> _THE TASK_:
Format everything from the line containing "of the distant" down to the end of the items as a two-column CSV headed text and answer, with one row per item. Wrap each field in quotes, turn line breaks into spaces, and leave out the pictures.

> _INPUT ROWS_:
## begin

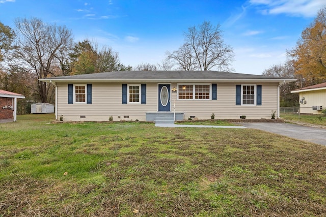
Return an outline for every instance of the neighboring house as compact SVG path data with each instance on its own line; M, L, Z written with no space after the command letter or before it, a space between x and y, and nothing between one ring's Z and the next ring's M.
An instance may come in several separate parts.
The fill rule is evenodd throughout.
M279 86L295 79L214 71L119 71L40 79L56 86L64 121L155 121L160 116L247 119L279 112ZM58 117L59 116L59 117Z
M318 114L326 109L326 82L296 89L291 92L299 93L300 113Z
M0 122L1 120L15 121L17 99L25 99L23 95L0 89Z

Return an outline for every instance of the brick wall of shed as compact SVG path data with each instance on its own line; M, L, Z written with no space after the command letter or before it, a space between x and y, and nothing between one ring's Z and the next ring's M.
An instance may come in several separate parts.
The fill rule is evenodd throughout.
M12 109L3 109L2 108L5 106L13 106L12 102L12 98L0 97L0 119L13 118Z

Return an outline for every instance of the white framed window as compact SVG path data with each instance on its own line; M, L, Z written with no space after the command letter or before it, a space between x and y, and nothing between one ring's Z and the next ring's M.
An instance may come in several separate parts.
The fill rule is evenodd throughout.
M256 105L256 84L242 84L241 103L242 105Z
M140 84L128 85L128 103L140 104L141 97Z
M86 84L74 84L73 93L74 103L86 104L86 102L87 102Z
M210 100L210 84L178 84L178 100Z

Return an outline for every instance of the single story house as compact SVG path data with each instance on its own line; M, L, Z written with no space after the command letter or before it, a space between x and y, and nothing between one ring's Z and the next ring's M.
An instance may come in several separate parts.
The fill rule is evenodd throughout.
M21 94L0 89L0 121L16 121L17 99L25 99Z
M216 71L118 71L39 79L56 86L56 118L155 121L271 118L279 86L295 79Z
M299 93L300 113L319 114L326 109L326 82L296 89L291 92Z

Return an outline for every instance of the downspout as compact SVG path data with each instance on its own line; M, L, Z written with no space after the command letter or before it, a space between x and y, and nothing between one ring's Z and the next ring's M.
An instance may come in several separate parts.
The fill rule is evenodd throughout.
M14 121L17 120L17 98L14 98Z
M55 114L56 115L56 120L58 120L58 86L56 85L55 82L53 83L52 80L50 80L50 83L55 85L56 87L56 96L55 99Z
M282 83L280 83L277 86L277 118L280 118L280 86L285 83L285 81L283 81Z

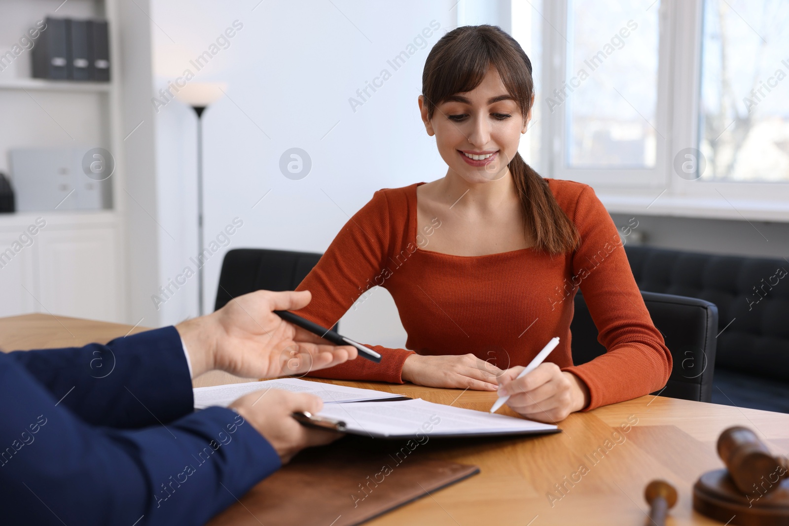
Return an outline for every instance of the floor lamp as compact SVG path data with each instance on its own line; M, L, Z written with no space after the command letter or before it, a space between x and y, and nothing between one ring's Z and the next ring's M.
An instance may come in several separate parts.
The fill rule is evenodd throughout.
M190 82L178 90L176 97L189 104L197 114L197 315L204 312L204 281L201 260L203 243L203 112L225 93L226 84L215 82Z

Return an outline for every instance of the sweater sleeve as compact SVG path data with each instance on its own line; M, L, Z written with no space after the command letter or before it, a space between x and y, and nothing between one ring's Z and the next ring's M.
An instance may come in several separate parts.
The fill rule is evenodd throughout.
M368 289L384 282L382 274L391 252L390 217L386 193L379 190L345 224L318 264L296 288L312 294L310 304L296 311L299 315L333 326ZM413 351L368 346L382 356L380 364L357 358L309 375L402 383L402 364Z
M563 370L589 386L589 410L661 389L671 355L644 304L616 226L591 187L579 194L574 221L581 243L572 256L573 284L580 282L607 352Z

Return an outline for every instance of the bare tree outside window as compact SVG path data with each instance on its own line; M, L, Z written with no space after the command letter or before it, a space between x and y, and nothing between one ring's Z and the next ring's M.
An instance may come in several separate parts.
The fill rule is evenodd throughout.
M789 2L705 0L701 181L789 182Z

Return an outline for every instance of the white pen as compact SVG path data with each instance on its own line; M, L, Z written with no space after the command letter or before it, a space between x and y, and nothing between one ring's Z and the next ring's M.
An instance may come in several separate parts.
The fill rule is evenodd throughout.
M521 374L515 377L517 380L519 378L522 378L530 373L531 371L540 367L540 364L545 361L548 358L548 355L551 354L551 351L556 349L556 345L559 345L559 337L551 338L551 341L548 342L548 345L543 347L543 350L537 353L537 356L534 356L533 360L526 367L521 371ZM507 401L510 399L510 395L506 397L499 397L499 400L495 401L495 404L493 404L493 407L491 408L491 412L495 412L499 410L502 405L507 403Z

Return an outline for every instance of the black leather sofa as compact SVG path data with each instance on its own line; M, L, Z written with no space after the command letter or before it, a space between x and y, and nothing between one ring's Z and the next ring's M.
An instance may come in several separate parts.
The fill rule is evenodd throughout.
M717 306L714 403L789 412L789 261L625 250L642 291Z

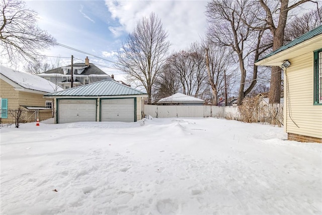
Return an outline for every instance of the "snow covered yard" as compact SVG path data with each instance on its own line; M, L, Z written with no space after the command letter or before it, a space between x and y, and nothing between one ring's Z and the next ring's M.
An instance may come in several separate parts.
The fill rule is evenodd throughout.
M322 213L322 145L281 128L209 118L0 131L1 214Z

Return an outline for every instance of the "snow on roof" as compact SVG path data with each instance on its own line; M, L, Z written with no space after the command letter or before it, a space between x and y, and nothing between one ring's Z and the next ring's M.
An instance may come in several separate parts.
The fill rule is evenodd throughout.
M0 66L0 74L21 86L23 88L46 93L52 93L63 89L42 78L29 73L16 71Z
M204 101L192 96L187 96L182 93L178 93L169 97L160 99L158 103L203 103Z

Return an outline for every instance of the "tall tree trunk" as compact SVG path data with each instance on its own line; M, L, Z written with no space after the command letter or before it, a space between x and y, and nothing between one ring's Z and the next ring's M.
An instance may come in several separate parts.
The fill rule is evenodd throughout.
M217 105L218 101L217 100L217 88L213 82L213 78L210 73L210 67L209 66L209 58L208 55L208 48L206 48L206 66L207 66L207 73L209 79L209 83L211 87L211 93L212 94L212 105Z
M275 51L283 45L284 41L284 30L286 26L287 18L287 9L289 0L281 0L280 13L278 20L278 25L275 28L270 28L273 35L273 50ZM281 82L282 80L282 70L279 66L272 67L271 74L270 90L269 94L269 103L279 103L281 101Z

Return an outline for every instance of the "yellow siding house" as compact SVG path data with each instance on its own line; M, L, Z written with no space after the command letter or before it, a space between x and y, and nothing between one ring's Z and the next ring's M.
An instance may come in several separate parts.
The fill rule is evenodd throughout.
M255 63L284 70L288 139L322 143L322 25Z
M42 78L0 66L0 119L15 123L16 110L22 110L20 122L52 117L52 100L44 94L62 89Z

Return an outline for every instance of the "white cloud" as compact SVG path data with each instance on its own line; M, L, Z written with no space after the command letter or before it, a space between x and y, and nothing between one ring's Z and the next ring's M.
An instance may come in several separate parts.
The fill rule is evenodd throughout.
M115 37L119 37L121 36L122 32L124 31L124 28L122 26L120 27L109 27L109 30L112 32Z
M90 17L89 17L88 16L87 16L86 14L85 14L85 13L84 13L83 12L83 9L84 9L84 6L83 6L82 5L80 5L80 9L79 9L79 12L80 12L80 13L83 15L83 16L86 18L86 19L88 19L89 20L90 20L91 22L93 22L93 23L95 23L95 21L94 21L93 19L91 19L91 18Z
M116 52L114 51L104 51L102 52L102 55L105 57L111 57L115 56L117 54L117 52Z
M200 40L206 29L206 1L107 0L105 4L112 17L119 21L120 29L128 33L132 32L138 20L154 12L168 31L172 48L176 50Z

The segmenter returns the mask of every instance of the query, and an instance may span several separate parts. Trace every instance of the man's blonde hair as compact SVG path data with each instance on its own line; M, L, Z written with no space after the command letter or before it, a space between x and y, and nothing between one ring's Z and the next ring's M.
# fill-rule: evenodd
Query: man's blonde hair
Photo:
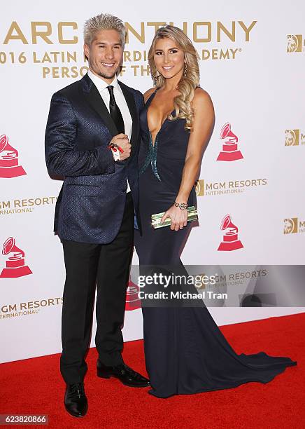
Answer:
M108 13L101 13L89 18L84 25L84 41L89 46L94 40L95 34L104 29L114 29L120 34L122 48L125 44L126 29L122 21L116 16Z

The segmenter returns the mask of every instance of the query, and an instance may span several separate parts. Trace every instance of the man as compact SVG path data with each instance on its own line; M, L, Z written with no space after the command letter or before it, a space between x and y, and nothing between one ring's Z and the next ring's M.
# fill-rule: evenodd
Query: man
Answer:
M125 40L120 19L104 14L89 19L84 40L90 70L53 95L45 131L48 172L64 176L55 222L66 266L60 369L66 409L74 416L87 410L85 355L96 285L98 376L149 386L121 355L134 222L141 228L137 156L143 98L116 77Z

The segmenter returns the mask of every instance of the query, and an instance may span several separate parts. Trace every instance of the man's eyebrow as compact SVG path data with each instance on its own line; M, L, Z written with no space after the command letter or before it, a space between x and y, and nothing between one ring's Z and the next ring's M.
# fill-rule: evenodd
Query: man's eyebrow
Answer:
M107 42L103 42L103 41L97 41L97 45L106 45ZM108 43L109 45L112 45L113 46L122 46L122 43L121 42L118 42L117 43Z

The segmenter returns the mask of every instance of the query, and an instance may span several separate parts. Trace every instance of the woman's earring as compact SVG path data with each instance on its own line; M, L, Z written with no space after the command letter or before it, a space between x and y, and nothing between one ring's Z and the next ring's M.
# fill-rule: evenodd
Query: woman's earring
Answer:
M184 66L183 76L185 77L187 76L187 64L186 63L185 63L185 65Z
M157 72L157 73L158 73L158 72ZM157 79L158 79L158 77L160 76L159 73L158 73L157 74L154 74L153 73L152 73L152 74L151 74L151 75L152 75L152 79L153 79L154 81L157 81Z

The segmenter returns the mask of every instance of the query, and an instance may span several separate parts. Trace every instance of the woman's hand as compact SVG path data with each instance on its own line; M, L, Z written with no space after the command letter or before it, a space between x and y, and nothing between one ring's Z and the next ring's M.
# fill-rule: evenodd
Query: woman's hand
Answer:
M163 214L161 223L163 223L166 217L171 218L171 229L172 231L183 229L183 226L186 226L187 224L187 210L181 210L178 207L175 207L173 205Z

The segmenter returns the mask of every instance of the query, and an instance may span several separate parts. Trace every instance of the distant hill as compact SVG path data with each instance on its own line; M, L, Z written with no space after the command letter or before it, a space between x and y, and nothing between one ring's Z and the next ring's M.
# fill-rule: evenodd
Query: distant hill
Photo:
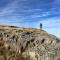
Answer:
M60 60L60 39L40 29L0 26L0 60Z

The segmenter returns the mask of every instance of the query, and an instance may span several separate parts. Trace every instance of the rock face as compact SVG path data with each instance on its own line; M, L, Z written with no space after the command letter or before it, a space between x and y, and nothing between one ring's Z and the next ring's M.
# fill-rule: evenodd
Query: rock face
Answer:
M38 29L2 28L0 60L60 60L60 39Z

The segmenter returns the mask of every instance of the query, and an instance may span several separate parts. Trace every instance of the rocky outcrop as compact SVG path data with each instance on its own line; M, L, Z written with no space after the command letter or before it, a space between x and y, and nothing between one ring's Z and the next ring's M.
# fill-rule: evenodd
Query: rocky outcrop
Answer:
M60 39L39 29L0 29L0 60L29 59L60 60Z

## end

> _RESPONSE_:
text,answer
"The segmenter returns the mask of every instance of the query, and an instance may span several separate parts. Trace every instance of the distant hill as compact SVG path data with each instance on its own line; M, L, Z written with no space after the command letter or before it, a space between x and y, and nothing between one ring's Z and the next ring's M. # fill-rule: evenodd Query: distant hill Photo: Answer:","M60 60L60 39L40 29L0 26L0 60Z"
"The segmenter returns the mask of every instance of the query, and an instance may span several separate parts. Trace every instance of the rock face as compact SVG path data with each instance on its own line; M, L, Z written with no space after the command letter or before it, a space between x and y, and nothing between one ring's Z and the next ring's M. # fill-rule: evenodd Query: rock face Answer:","M38 29L2 28L0 60L60 60L60 39Z"
"The segmenter returns the mask of every instance of the query, and an instance may span several separate parts. Trace every instance of the rocky outcrop as compact SVG path data with each instance on its own line; M, L, Z written with no space after the command letter or before it, a space between x and y, and nothing between one ring's Z and the next ring's M. # fill-rule: evenodd Query: rocky outcrop Answer:","M60 39L39 29L0 29L0 60L29 59L60 60Z"